◆ **Given request**
Copy out the whole thread excerpt about the Fedora 40 container storage error, word for word.

EDIT: No, I was wrong, enable_partial_pulls = true also in containers-common-0.58.0-2.fc40.


And yes, the fact that there is no gating CI in any of

That covers the ostree-container path let this all sail right through.

henrywang commented 3 months ago

OH!!!. Since yesterday (Saturday), I can't run container inside quay.io/fedora/fedora:40. And reports Error: configure storage: 'overlay' is not supported over overlayfs, a mount_program is required: backing file system is unsupported for this graph driver error. I have to use fedora:39 image.

cgwalters commented 3 months ago

Hmm, at this very moment quay.io/fedora/fedora-bootc:40 with version=40.20240606.0 has containers-common-0.58.0-2.fc40.noarch which predates that change (as the date stamp implies).

So...hum, this must somehow relate to the host environment version. Ah yes, if we look at the logs from that test run I can see that inside the fedora cloud AMI we have 'Installed: containers-common-5:0.59.1-1.fc40.noarch'`.

~@henrywang can you try patching the tests to do something like this as a sanity test:~

$ sed -ie 's/enable_partial_images = "true"/enable_partial_images = "false"/' /usr/share/containers/storage.conf

EDIT: See above, I'm no longer confident the relevant change here was in containers-common.

cgwalters commented 3 months ago

I'm trying to reproduce this locally initially by hacking up my podman-machine environment, but no luck yet.

Another thing that actually changed pretty recently too is there's a new podman: https://bodhi.fedoraproject.org/updates/FEDORA-2024-ab42dd0ffb And we're also now getting that in the host environment. Can you play with downgrading that in the host environment too?

◆ **Excerpted records**
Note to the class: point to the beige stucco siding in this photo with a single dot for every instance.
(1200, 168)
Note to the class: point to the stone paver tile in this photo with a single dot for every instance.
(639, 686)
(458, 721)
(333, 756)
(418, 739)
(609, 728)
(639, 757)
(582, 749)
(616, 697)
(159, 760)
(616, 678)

◆ **Exercise response**
EDIT: No, I was wrong, enable_partial_pulls = true also in containers-common-0.58.0-2.fc40.


And yes, the fact that there is no gating CI in any of

That covers the ostree-container path let this all sail right through.

henrywang commented 3 months ago

OH!!!. Since yesterday (Saturday), I can't run container inside quay.io/fedora/fedora:40. And reports Error: configure storage: 'overlay' is not supported over overlayfs, a mount_program is required: backing file system is unsupported for this graph driver error. I have to use fedora:39 image.

cgwalters commented 3 months ago

Hmm, at this very moment quay.io/fedora/fedora-bootc:40 with version=40.20240606.0 has containers-common-0.58.0-2.fc40.noarch which predates that change (as the date stamp implies).

So...hum, this must somehow relate to the host environment version. Ah yes, if we look at the logs from that test run I can see that inside the fedora cloud AMI we have 'Installed: containers-common-5:0.59.1-1.fc40.noarch'`.

~@henrywang can you try patching the tests to do something like this as a sanity test:~

$ sed -ie 's/enable_partial_images = "true"/enable_partial_images = "false"/' /usr/share/containers/storage.conf

EDIT: See above, I'm no longer confident the relevant change here was in containers-common.

cgwalters commented 3 months ago

I'm trying to reproduce this locally initially by hacking up my podman-machine environment, but no luck yet.

Another thing that actually changed pretty recently too is there's a new podman: https://bodhi.fedoraproject.org/updates/FEDORA-2024-ab42dd0ffb And we're also now getting that in the host environment. Can you play with downgrading that in the host environment too?